Per favore, raccogli dai record qui sotto tutte le righe in cui compare la parola "crowd" e trascrivile per intero.

---- Materiale fornito

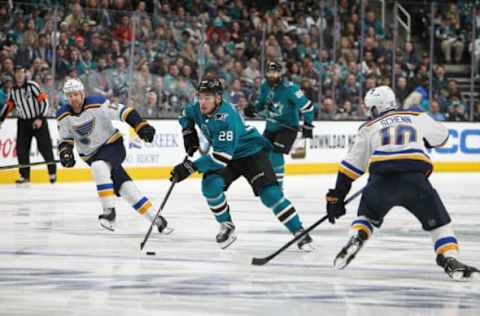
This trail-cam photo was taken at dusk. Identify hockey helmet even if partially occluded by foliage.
[63,79,85,95]
[197,76,223,96]
[365,86,398,116]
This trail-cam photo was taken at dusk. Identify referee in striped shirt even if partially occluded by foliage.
[0,65,57,186]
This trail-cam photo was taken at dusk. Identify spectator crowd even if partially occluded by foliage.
[0,0,480,121]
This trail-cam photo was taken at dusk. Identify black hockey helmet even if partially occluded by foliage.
[197,76,223,96]
[265,61,282,86]
[266,60,282,73]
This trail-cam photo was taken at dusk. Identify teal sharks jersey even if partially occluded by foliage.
[179,101,269,173]
[255,79,314,132]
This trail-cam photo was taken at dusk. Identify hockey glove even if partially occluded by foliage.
[182,127,200,157]
[302,123,313,138]
[243,105,257,117]
[327,189,346,224]
[59,148,75,168]
[170,160,197,182]
[137,124,155,143]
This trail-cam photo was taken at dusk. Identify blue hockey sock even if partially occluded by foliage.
[260,185,302,233]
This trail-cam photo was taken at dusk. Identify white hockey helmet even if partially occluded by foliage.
[365,86,398,115]
[63,79,85,95]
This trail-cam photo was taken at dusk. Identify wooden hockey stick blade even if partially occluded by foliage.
[252,188,363,266]
[140,178,177,250]
[252,215,328,266]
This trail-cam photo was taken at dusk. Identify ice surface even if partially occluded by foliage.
[0,173,480,316]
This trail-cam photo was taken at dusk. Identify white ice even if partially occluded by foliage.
[0,173,480,316]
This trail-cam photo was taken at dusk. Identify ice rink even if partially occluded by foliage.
[0,173,480,316]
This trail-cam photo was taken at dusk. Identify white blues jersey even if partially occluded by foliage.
[57,96,133,160]
[339,110,448,180]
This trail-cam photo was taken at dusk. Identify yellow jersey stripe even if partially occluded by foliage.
[57,112,72,121]
[338,165,360,180]
[369,154,432,164]
[107,132,122,144]
[437,243,458,255]
[98,189,113,197]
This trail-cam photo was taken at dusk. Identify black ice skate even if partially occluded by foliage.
[333,230,368,269]
[48,174,57,184]
[295,228,315,252]
[15,177,30,188]
[155,215,173,235]
[217,222,237,249]
[98,207,117,232]
[437,255,480,281]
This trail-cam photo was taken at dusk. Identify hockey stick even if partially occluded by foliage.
[140,179,177,250]
[0,160,60,170]
[252,189,363,266]
[140,155,188,250]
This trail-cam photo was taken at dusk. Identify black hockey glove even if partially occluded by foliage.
[137,124,155,143]
[59,148,75,168]
[170,160,197,182]
[302,123,313,138]
[182,127,200,157]
[243,104,257,117]
[327,189,346,224]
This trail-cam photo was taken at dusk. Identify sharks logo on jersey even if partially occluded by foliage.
[214,113,228,121]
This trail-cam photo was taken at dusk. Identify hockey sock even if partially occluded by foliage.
[207,192,232,223]
[202,175,232,224]
[120,181,156,222]
[92,160,115,209]
[270,152,285,190]
[430,223,458,258]
[260,185,302,234]
[351,216,373,239]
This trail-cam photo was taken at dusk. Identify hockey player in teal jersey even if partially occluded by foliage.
[171,76,312,251]
[244,61,314,186]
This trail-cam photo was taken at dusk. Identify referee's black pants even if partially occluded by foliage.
[17,118,57,180]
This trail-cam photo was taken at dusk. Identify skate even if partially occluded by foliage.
[295,228,315,252]
[437,255,480,281]
[98,208,117,232]
[48,174,57,184]
[217,222,237,249]
[155,215,173,235]
[15,177,30,188]
[333,230,368,269]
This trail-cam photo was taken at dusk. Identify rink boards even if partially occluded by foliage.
[0,119,480,183]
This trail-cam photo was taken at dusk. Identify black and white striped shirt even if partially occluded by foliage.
[0,80,48,120]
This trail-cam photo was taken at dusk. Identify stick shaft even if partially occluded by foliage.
[140,179,177,250]
[0,160,60,170]
[252,189,363,266]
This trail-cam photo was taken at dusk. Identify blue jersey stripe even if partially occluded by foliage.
[341,160,364,175]
[373,149,430,158]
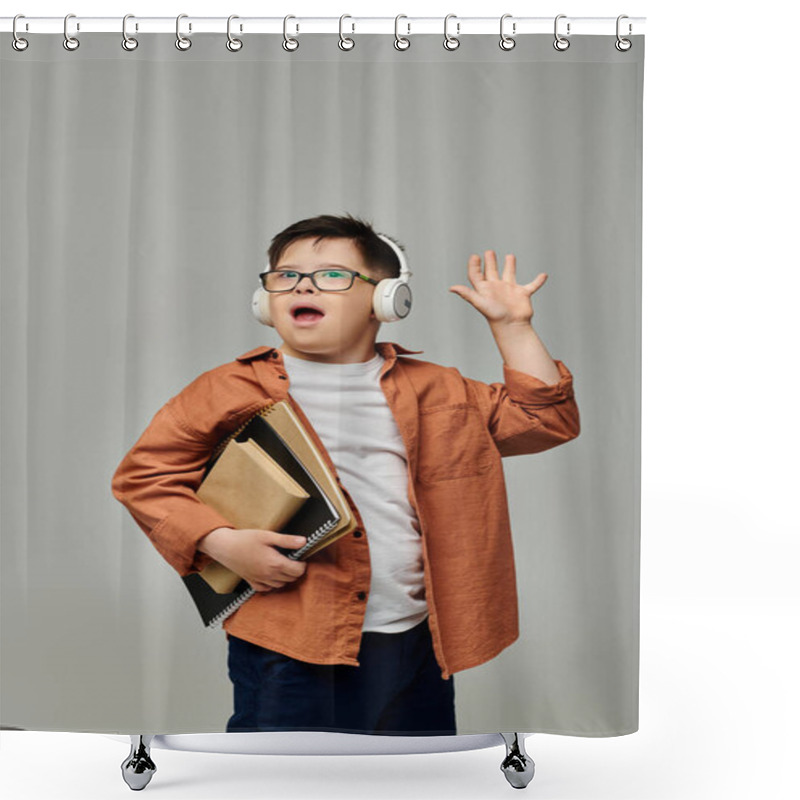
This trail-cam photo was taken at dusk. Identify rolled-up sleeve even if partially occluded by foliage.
[466,359,580,456]
[111,398,235,575]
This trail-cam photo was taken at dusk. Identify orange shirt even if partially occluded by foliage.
[112,342,580,679]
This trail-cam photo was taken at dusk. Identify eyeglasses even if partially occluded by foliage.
[258,268,379,292]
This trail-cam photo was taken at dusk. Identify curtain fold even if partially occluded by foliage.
[0,33,644,736]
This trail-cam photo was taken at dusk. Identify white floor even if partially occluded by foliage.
[0,598,800,800]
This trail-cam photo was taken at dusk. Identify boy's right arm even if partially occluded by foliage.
[111,397,306,591]
[197,528,307,592]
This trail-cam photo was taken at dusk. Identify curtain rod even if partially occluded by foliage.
[0,14,646,36]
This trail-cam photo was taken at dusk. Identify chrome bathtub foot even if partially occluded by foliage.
[500,733,536,789]
[122,733,156,792]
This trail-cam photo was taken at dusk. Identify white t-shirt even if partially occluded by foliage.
[283,353,428,633]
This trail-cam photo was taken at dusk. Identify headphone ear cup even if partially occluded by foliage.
[372,278,411,322]
[251,286,275,328]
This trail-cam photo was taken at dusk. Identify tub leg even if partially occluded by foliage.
[500,733,536,789]
[122,733,156,792]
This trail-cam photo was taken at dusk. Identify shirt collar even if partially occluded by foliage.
[236,342,425,362]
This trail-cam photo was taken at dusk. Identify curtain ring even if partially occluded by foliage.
[225,14,243,53]
[339,14,356,50]
[282,14,300,53]
[11,14,28,53]
[394,14,411,50]
[62,14,81,51]
[122,14,139,52]
[500,14,517,50]
[614,14,633,53]
[175,14,192,50]
[553,14,569,51]
[442,14,461,50]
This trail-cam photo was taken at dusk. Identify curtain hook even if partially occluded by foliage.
[442,14,461,50]
[122,14,139,52]
[394,14,411,50]
[11,14,28,53]
[339,14,356,50]
[175,14,192,50]
[614,14,633,53]
[553,14,569,51]
[283,14,300,52]
[500,14,517,50]
[62,14,81,51]
[225,14,243,53]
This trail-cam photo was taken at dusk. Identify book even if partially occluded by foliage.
[197,439,309,594]
[183,400,357,627]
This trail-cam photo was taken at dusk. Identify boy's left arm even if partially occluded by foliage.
[450,250,580,456]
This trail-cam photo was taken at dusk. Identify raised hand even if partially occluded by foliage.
[450,250,547,325]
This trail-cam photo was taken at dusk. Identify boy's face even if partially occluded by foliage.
[269,237,380,364]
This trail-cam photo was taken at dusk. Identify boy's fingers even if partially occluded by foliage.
[266,531,308,549]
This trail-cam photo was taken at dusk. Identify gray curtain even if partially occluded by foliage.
[0,33,644,736]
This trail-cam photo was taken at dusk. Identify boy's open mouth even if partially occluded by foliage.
[291,305,325,322]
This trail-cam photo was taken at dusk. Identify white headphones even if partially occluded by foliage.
[252,233,411,327]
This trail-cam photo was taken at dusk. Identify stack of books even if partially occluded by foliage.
[183,400,357,627]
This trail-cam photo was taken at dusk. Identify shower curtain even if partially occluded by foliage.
[0,23,644,736]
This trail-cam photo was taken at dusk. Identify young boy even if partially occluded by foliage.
[112,215,579,735]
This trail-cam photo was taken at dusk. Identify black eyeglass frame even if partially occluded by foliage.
[258,267,380,294]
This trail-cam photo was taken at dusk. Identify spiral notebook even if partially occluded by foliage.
[183,400,357,627]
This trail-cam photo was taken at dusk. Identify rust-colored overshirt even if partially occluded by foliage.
[112,342,580,679]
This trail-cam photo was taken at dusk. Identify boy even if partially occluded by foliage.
[113,215,579,735]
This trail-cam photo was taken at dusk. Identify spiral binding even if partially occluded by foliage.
[4,14,632,53]
[206,586,256,628]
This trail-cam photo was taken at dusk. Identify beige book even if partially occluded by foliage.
[263,400,358,561]
[197,439,309,594]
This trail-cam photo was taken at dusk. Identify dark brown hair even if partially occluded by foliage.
[267,214,405,280]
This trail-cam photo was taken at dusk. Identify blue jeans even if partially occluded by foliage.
[226,619,456,736]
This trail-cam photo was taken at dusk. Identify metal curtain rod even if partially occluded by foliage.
[0,14,645,36]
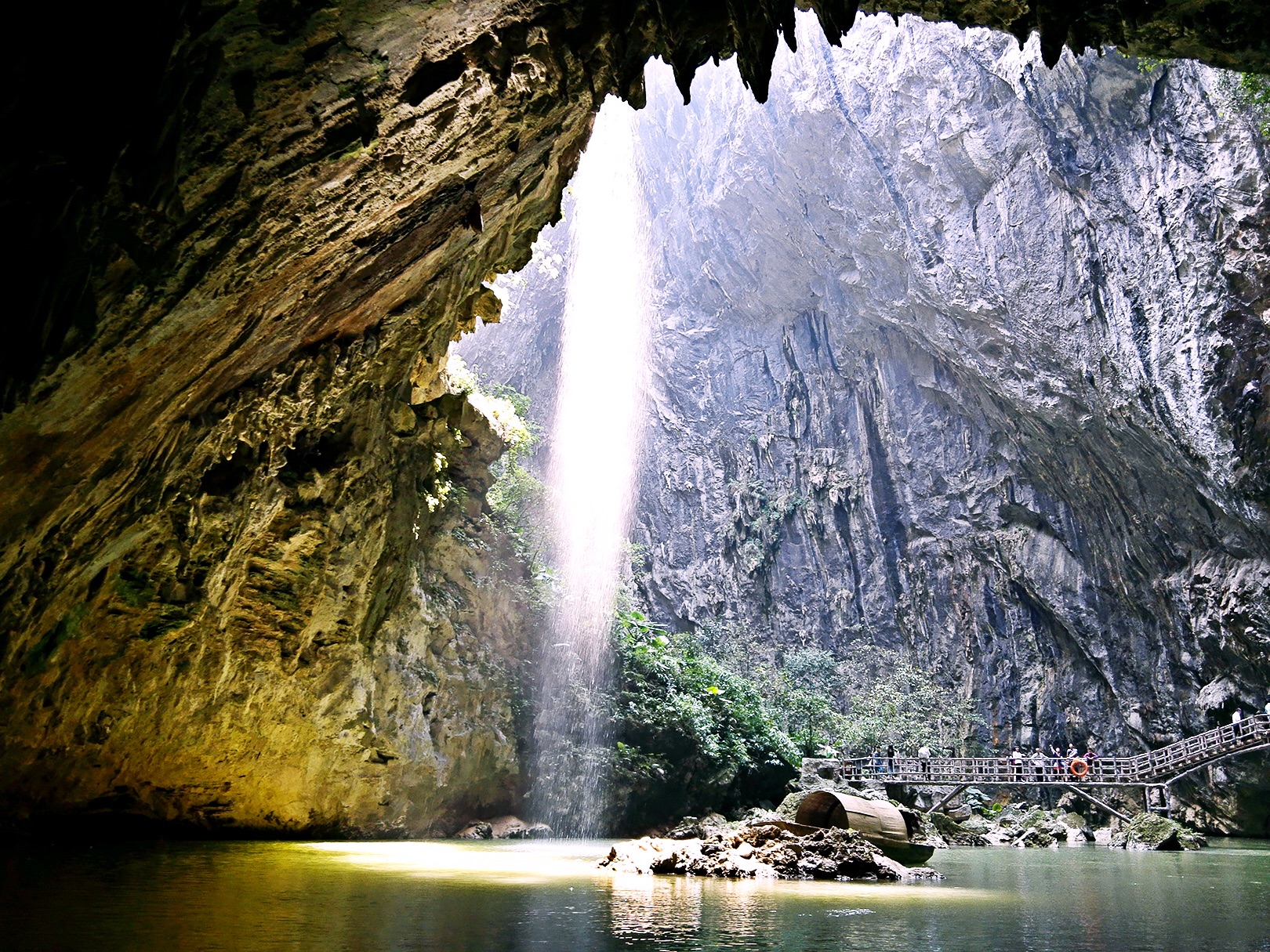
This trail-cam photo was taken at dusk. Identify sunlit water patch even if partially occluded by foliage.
[0,842,1270,952]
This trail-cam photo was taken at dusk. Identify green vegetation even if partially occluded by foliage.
[775,647,850,757]
[613,612,797,830]
[1135,56,1270,139]
[114,569,158,608]
[1218,72,1270,139]
[612,610,979,830]
[22,604,88,675]
[842,645,981,757]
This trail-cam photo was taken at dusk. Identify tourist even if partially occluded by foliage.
[1031,747,1045,784]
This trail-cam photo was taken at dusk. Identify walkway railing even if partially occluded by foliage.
[814,713,1270,787]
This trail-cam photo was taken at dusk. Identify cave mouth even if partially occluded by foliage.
[453,14,1266,830]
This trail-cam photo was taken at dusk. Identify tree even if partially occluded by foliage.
[613,610,797,830]
[842,645,982,755]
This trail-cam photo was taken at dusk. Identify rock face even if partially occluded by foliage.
[7,0,1266,833]
[465,16,1270,830]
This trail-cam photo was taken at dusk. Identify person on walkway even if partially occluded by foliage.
[1031,747,1045,784]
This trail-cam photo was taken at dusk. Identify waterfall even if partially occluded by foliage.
[531,96,649,837]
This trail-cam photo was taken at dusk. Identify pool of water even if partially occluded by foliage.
[0,840,1270,952]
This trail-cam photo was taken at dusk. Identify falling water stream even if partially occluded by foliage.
[531,96,649,837]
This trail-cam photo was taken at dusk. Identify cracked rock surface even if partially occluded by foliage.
[463,16,1270,831]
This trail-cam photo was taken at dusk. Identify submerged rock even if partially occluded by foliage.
[455,823,494,839]
[600,823,942,882]
[453,816,553,839]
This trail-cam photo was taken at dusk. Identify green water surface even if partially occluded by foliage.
[0,840,1270,952]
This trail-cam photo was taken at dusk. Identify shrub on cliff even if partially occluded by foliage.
[613,612,797,830]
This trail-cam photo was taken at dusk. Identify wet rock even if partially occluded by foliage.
[467,11,1270,832]
[488,816,553,839]
[927,813,988,847]
[1109,813,1208,852]
[600,825,938,881]
[1010,827,1055,849]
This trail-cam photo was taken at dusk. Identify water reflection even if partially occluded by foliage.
[0,843,1270,952]
[608,876,703,943]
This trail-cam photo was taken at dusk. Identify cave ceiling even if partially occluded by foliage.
[0,0,1270,823]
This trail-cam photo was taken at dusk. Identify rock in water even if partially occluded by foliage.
[600,825,942,882]
[463,16,1270,827]
[455,823,494,839]
[926,813,988,847]
[1110,813,1208,852]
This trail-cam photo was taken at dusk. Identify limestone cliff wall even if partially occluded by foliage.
[0,0,1266,831]
[463,18,1270,829]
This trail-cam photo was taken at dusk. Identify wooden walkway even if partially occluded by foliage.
[807,713,1270,787]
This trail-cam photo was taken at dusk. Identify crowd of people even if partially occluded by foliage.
[844,700,1270,784]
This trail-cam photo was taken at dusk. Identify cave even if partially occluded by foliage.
[0,0,1270,949]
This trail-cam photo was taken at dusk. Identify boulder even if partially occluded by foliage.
[455,820,494,839]
[927,813,988,847]
[1011,827,1058,849]
[600,823,940,881]
[1109,813,1208,852]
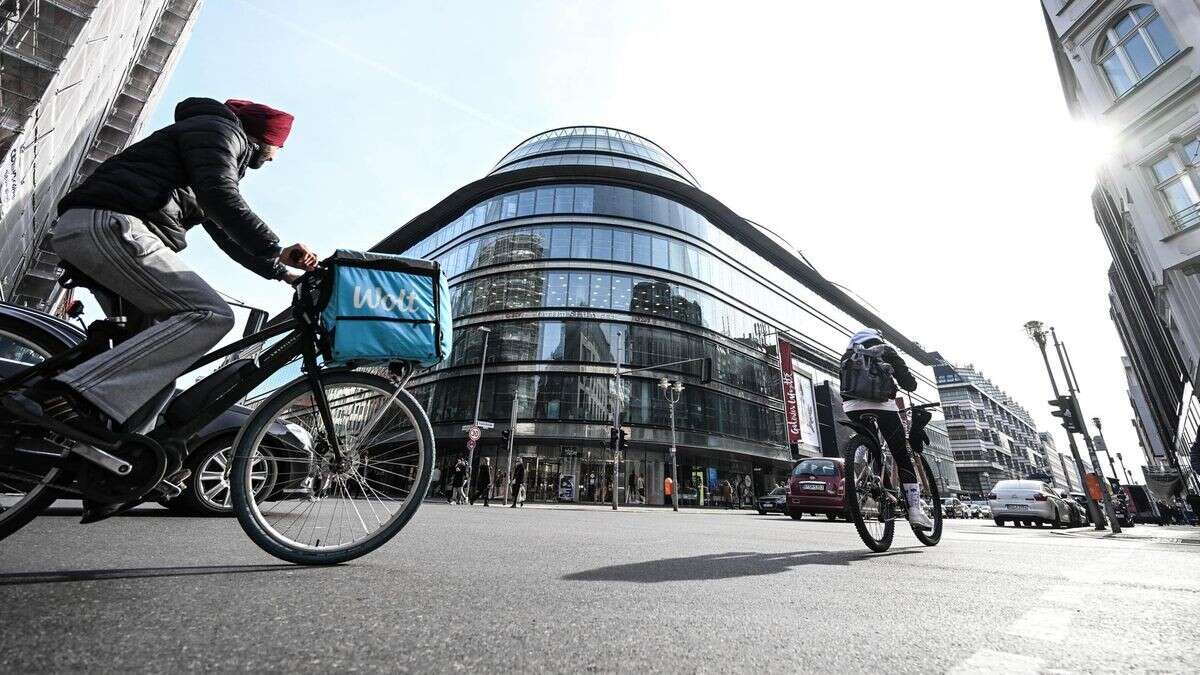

--------

Soluzione =>
This trail-cam photo was taken at dusk. Identify spectator crowd even if partially occluded by foliage.
This trail-cam photo was taken at dusk. Identify crowd of people even if partially occluded by foliage.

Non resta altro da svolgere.